Task brief: Reproduce everything from the line containing "blonde hair, the" down to the end of the material below, replacing "drill" with "exercise" and leaving all else unchanged.
----
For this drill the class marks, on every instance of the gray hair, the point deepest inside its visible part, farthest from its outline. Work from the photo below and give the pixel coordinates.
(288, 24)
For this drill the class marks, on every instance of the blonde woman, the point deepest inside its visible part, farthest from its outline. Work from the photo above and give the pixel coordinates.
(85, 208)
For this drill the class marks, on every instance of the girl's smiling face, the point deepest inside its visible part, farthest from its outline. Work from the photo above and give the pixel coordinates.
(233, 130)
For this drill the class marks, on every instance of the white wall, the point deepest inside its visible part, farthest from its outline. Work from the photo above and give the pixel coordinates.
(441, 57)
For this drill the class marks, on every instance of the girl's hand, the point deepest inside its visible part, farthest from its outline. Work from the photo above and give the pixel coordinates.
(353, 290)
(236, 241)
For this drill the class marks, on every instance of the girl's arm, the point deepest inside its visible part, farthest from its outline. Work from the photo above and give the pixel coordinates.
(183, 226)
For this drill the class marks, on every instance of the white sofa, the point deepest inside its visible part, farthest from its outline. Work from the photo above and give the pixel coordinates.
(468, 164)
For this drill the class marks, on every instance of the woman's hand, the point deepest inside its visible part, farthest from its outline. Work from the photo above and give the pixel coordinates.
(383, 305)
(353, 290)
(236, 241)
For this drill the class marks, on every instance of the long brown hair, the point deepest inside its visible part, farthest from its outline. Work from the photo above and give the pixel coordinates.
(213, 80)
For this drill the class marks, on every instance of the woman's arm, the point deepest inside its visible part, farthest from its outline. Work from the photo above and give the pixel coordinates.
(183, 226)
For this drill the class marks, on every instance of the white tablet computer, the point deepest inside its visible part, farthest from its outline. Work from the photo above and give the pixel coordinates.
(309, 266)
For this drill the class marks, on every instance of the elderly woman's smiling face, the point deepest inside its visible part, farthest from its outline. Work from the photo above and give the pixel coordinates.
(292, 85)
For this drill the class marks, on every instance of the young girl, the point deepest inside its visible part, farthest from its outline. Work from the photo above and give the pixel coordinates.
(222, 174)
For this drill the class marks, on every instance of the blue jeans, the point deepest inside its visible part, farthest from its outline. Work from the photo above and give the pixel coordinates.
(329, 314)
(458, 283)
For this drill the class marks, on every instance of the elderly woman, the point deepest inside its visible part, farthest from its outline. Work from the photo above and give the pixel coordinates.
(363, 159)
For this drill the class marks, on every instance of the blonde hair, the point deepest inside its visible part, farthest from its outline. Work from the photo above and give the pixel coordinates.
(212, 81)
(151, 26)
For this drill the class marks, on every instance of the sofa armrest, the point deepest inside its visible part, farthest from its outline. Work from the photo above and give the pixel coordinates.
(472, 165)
----
Completed task:
For this exercise the class marks, on every instance of the blonde hair, the point deepest inside its visible part, farthest from its outline. Work from the photo above and give the pixel coordinates.
(212, 81)
(151, 26)
For this exercise the class marks, on every instance of the sofa armrest, the point deepest inside its visible part, farthest from its outline. Work from the photo above and give the pixel coordinates.
(472, 165)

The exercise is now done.